## Problem requirements
Copy the rows below word for word, keeping every line as it appears.

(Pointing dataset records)
***

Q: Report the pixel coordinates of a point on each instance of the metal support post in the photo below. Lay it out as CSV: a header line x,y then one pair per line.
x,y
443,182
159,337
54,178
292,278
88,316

***

## Result below
Q: Report the pixel coordinates of a point on each instance of the metal support post in the photo below. Lay it out as CSV: a header line x,y then one pair per line.
x,y
443,182
159,337
54,178
292,278
88,316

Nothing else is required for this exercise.